Directives:
**1)** In the passage on how listeners decode speech, return everything from "Groucho's quip —" down to "that is wanted.", copied word for word.
**2)** Answer these questions about the passage on how listeners decode speech:
(a) What word is "kunfterbul" unmangled to?
(b) To whom is the dyad about flies attributed?
(c) Whose example is "mock turtle soup" said to be?

Supplied passage:
..........
Thus a preliminary finding of wives'
dress will be instantly revised to wife's dress, in the quickest of
consultations between the hearing team and the visualization subcommittee. Two
funny is effortlessly reprocessed to too funny, kunfterbul
unmangled to comfortable, and munce accepted for months. Too
big for his bridges may call for a short conference before britches
is substituted, and there will be a brief huddle by the water-cooler before and
curse away is suppressed in favor of Anchors aweigh!, on the urging
of the intonation experts, after a grudging confession by the phoneme group
that the d was conjectural all along. (The context people smile
sardonically, not even bothering to point out that the topic, after all, is
your upcoming cruise.) Higher level deduction comes into play early and remains
engaged for the duration. You decide on semantic grounds how to bracket the
modifiers in pretty old woman or (to use Lewis Carroll's example) mock
turtle soup. You decide whether great deal means "a
bargain" or precisely the opposite. You accept a finding of I'm glad
you could make it, then scan for irony, and for larger implications in
general; and all these determinations help you decipher the next sound and the
one after.
Linguists like to illustrate the
recursive nature of the process by quoting a wonderfully goofy dyad attributed
to Groucho Marx:
Truth flies like an
arrow. Fruit flies like a banana.
Groucho's quip — a pun, if you
like — shows that language even on a very basic level is a chicken–egg problem:
you can't understand the part (whether "flies" is a noun or a verb,
"like" a verb or a preposition) until you understand the whole and
vice versa. It follows that the Unconscious Language Decoder that comes
standard with every Homo sapiens must be working by trial and error,
testing "flies" as a verb, going back when that doesn't work to try
it as a noun, and so on. Normal listening, it seems, requires that multiple and
sharply different hypotheses be entertained simultaneously; but it also
requires the speedy, unconscious suppression of meaning after meaning in
favor of the one that is wanted.
..........
Records shown:
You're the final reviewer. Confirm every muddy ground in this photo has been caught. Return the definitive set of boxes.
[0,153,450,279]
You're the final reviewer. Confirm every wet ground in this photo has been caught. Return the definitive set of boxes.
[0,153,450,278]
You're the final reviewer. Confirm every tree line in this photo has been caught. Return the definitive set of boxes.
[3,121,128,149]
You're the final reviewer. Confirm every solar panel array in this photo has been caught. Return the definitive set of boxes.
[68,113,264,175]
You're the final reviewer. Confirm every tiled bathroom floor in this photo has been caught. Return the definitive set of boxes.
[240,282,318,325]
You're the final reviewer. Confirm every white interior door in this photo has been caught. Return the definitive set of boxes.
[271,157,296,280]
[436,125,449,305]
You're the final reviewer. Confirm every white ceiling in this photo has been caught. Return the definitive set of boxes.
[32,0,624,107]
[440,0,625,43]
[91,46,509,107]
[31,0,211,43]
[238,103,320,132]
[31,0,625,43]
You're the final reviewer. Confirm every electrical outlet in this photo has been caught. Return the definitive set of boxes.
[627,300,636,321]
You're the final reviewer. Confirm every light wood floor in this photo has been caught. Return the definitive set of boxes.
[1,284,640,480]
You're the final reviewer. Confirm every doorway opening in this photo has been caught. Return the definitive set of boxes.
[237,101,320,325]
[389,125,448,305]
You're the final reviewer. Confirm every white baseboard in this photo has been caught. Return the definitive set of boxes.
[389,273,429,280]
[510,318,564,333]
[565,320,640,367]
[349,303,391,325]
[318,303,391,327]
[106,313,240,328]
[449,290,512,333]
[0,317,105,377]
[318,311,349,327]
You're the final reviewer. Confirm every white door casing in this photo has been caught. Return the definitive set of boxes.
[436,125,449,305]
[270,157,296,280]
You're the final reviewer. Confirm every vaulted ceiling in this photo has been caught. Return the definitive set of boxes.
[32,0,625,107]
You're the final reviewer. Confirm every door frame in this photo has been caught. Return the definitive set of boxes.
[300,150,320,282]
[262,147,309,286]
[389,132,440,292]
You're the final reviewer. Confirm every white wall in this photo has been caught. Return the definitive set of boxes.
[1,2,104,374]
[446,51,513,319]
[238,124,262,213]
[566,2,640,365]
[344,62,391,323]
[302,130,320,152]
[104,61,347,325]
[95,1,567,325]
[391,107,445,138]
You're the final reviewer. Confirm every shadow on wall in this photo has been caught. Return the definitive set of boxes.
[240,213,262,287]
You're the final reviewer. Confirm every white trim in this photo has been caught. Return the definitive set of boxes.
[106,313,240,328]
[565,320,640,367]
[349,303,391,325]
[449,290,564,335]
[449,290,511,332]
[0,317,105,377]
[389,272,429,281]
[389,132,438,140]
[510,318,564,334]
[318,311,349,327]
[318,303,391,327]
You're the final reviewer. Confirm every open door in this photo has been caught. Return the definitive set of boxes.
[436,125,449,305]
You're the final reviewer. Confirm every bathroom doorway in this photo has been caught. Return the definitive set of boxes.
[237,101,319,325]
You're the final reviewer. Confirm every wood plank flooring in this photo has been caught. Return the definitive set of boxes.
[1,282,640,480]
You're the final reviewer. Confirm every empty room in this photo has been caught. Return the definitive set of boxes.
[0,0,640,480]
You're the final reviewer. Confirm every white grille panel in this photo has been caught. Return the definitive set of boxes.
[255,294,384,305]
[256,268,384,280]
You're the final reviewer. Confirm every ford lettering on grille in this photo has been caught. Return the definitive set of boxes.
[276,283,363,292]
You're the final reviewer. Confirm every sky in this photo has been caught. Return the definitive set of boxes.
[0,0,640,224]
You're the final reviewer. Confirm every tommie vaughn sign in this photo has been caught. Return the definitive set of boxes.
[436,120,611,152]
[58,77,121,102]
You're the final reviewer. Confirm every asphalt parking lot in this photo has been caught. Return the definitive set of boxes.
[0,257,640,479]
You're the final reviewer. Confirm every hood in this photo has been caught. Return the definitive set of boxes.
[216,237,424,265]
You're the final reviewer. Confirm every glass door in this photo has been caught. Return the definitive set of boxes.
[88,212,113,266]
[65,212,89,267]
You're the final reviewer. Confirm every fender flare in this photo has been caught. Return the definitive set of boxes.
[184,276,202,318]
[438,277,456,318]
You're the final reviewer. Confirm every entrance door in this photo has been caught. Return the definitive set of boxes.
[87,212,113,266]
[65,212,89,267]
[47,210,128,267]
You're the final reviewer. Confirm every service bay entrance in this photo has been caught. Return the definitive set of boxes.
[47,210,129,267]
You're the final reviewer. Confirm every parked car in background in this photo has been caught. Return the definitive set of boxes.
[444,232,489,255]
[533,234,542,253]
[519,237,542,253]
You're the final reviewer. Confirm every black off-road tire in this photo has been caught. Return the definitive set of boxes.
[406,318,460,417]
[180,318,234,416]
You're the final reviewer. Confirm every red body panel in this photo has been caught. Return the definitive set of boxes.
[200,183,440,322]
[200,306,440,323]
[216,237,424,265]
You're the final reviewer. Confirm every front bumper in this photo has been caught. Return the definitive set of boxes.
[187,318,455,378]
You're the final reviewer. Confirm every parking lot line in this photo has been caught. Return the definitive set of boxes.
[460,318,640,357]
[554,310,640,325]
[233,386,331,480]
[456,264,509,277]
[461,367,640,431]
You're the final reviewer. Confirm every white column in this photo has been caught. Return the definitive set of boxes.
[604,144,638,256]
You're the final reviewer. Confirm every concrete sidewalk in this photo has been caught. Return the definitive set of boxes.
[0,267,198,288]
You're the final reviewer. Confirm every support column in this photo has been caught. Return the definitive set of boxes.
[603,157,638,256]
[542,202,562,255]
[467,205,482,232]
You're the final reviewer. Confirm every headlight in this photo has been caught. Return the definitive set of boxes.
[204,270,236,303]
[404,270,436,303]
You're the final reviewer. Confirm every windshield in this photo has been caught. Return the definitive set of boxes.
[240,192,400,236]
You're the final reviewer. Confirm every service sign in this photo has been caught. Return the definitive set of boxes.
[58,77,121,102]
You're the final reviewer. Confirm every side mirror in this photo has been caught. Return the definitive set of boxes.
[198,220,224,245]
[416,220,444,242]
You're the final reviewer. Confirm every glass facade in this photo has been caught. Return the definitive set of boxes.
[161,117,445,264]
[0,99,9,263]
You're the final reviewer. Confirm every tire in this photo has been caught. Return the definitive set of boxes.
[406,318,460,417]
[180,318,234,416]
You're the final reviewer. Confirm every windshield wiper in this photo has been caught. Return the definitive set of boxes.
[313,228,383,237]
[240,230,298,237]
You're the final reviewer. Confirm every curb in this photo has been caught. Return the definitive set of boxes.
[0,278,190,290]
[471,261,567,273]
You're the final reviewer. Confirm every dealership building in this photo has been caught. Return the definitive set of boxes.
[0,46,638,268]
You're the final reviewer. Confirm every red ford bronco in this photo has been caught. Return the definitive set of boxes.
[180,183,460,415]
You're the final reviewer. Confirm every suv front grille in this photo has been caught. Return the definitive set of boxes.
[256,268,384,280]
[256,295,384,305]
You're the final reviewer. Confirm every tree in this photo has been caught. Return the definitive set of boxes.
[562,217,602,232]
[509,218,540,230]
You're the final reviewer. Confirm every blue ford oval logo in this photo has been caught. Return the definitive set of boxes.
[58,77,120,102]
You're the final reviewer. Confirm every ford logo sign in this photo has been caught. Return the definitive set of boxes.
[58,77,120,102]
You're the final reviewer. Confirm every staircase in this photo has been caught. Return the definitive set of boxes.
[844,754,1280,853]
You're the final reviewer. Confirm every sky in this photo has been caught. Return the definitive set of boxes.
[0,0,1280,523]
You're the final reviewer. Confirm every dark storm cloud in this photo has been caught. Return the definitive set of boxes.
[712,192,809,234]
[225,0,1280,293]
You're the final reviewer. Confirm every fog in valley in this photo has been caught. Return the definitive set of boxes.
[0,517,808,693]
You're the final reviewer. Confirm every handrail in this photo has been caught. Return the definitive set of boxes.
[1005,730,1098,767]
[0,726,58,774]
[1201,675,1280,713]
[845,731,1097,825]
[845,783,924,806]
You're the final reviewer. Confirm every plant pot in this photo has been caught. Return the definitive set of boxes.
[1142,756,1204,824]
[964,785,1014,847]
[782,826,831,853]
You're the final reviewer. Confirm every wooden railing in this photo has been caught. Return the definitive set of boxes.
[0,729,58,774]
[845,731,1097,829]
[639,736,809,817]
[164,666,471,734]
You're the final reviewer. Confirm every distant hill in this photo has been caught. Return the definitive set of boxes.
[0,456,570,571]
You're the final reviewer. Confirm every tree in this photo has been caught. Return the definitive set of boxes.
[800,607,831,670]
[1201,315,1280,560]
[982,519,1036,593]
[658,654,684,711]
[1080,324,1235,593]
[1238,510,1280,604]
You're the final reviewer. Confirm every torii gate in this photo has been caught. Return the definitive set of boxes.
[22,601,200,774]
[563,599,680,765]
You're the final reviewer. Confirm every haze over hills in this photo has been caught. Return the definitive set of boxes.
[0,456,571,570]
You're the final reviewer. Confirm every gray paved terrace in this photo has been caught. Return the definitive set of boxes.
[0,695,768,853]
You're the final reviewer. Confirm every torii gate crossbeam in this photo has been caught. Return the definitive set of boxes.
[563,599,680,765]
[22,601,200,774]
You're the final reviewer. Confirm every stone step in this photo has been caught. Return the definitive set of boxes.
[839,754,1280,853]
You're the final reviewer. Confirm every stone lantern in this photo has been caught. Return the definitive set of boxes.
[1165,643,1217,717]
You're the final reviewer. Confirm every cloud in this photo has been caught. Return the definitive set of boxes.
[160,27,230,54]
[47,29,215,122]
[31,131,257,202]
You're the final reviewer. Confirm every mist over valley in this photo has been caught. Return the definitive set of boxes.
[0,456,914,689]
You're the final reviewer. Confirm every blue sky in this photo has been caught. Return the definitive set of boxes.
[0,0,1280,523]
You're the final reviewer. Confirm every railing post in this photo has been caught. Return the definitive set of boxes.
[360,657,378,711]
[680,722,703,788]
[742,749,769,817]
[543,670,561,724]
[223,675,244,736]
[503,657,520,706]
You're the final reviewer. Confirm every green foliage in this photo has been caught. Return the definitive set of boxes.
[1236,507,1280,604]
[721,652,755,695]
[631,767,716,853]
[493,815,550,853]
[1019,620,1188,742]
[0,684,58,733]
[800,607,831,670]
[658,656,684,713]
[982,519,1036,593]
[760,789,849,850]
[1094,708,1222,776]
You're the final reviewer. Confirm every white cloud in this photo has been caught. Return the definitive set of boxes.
..........
Task responses:
**1)**
Groucho's quip — a pun, if you
like — shows that language even on a very basic level is a chicken–egg problem:
you can't understand the part (whether "flies" is a noun or a verb,
"like" a verb or a preposition) until you understand the whole and
vice versa. It follows that the Unconscious Language Decoder that comes
standard with every Homo sapiens must be working by trial and error,
testing "flies" as a verb, going back when that doesn't work to try
it as a noun, and so on. Normal listening, it seems, requires that multiple and
sharply different hypotheses be entertained simultaneously; but it also
requires the speedy, unconscious suppression of meaning after meaning in
favor of the one that is wanted.

**2)**
(a) Comfortable.
(b) Groucho Marx.
(c) Lewis Carroll's.